▶ [GIVEN EXERCISE A]:
Can you reproduce the passage on summing an array with threads, starting with "Note that we" and going on through "sumSlice(values, 0, sliceSize)", switching every "myTotal" to "partialSum"?

Note that we give the first thread ID 1, because the (original) thread that is launching these threads will receive ID 0.

With that done, our threads are now off and running, each summing its own slice of the array.

Our original thread can then sum up the values in its slice, using ID 0, and storing its partial sum in its own local variable myTotal:

   ...
   myTotal = sumSlice(values, 0, sliceSize)
   ...

With its slice summed, it then adds any left-overs to the partial sum in its myTotal variable:

      ...
      leftovers = values.size % numThreads
      if leftovers > 0
         for i in values.size-leftovers..values.size-1
            myTotal += values[i]
         end
      end
      ...

Since the number of left-over values will be less than the number of tasks, this will not take very long, provided the array is much larger than the number of threads we are using.

With the sum of thread 0's slice plus the left-overs accumulated in its myTotal variable, our original thread just has to add this value to the shared result variable. Since another thread could also be adding its partial sum to result, this write must be synchronized:

   lock.synchronize {
      result += myTotal
   }

However, in Ruby, if our original thread should happen to finish before the helper threads, all of those threads will terminate, without having finished their tasks. To prevent this, the original thread must make certain that the helper threads have finished summing their array-slices before it returns the value in result. We accomplish this using the join() method:

   ...

▶ [GIVEN EXERCISE B]:
Could you write out every line of the records below as a numbered list, leaving out any blank lines?

▶ [DATA FOR THE TASK]:
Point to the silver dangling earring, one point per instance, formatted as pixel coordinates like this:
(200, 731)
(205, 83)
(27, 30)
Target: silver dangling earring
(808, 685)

▶ [WRITTEN RESPONSE A]:
Note that we give the first thread ID 1, because the (original) thread that is launching these threads will receive ID 0.

With that done, our threads are now off and running, each summing its own slice of the array.

Our original thread can then sum up the values in its slice, using ID 0, and storing its partial sum in its own local variable partialSum:

   ...
   partialSum = sumSlice(values, 0, sliceSize)

▶ [WRITTEN RESPONSE B]:
1. Point to the silver dangling earring, one point per instance, formatted as pixel coordinates like this:
2. (200, 731)
3. (205, 83)
4. (27, 30)
5. Target: silver dangling earring
6. (808, 685)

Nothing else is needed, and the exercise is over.